▸ QUOTED PASSAGE:
========================================

One more example of replacing multiple strings using a CTE. After Russian / Cyrillic, it’s time for the Japanese syllabary.
SQL Server provides a couple of Japanese collations of which I found Japanese_Unicode_CI_AS useful: It is insensitive to the distinction between hiragana and katakana, but accent-sensitive to nigori and handakuten.
Let’s start with the table definitions:
CREATE TABLE #T ( level int identity(1,1), old NVARCHAR(50) COLLATE Japanese_Unicode_CI_AS, new NVARCHAR(50) COLLATE Japanese_Unicode_CI_AS ) CREATE TABLE #Data ( data NVARCHAR(50) COLLATE Japanese_Unicode_CI_AS )
and the data to be translated, taken randomly from the Japanese Wikipedia:
INSERT INTO #Data (data) VALUES (N'ひらがな') INSERT INTO #Data (data) VALUES (N'ヒラガナ') INSERT INTO #Data (data) VALUES (N'とうきょう') INSERT INTO #Data (data) VALUES (N'せんせい') INSERT INTO #Data (data) VALUES (N'ウィキペディア') INSERT INTO #Data (data) VALUES (N'ウィキポータル') INSERT INTO #Data (data) VALUES (N'ヨーロッパ') INSERT INTO #Data (data) VALUES (N'フランス') INSERT INTO #Data (data) VALUES (N'イタリア') INSERT INTO #Data (data) VALUES (N'ブルガリア') INSERT INTO #Data (data) VALUES (N'アメリカ') INSERT INTO #Data (data) VALUES (N'アジア')

========================================

▸ PROVIDED MATERIAL:
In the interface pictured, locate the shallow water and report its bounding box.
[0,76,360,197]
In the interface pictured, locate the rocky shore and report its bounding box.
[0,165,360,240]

========================================

▸ WHAT YOU NEED TO DO:
A. Reproduce, word for word, the stretch from "SQL Server provides" through "nigori and handakuten." in the SQL Server collation post.
B. Which Japanese collation does the SQL Server collation post describe as useful?

▸ ANSWERS TO THE TASKS:
A.
SQL Server provides a couple of Japanese collations of which I found Japanese_Unicode_CI_AS useful: It is insensitive to the distinction between hiragana and katakana, but accent-sensitive to nigori and handakuten.

B. Japanese_Unicode_CI_AS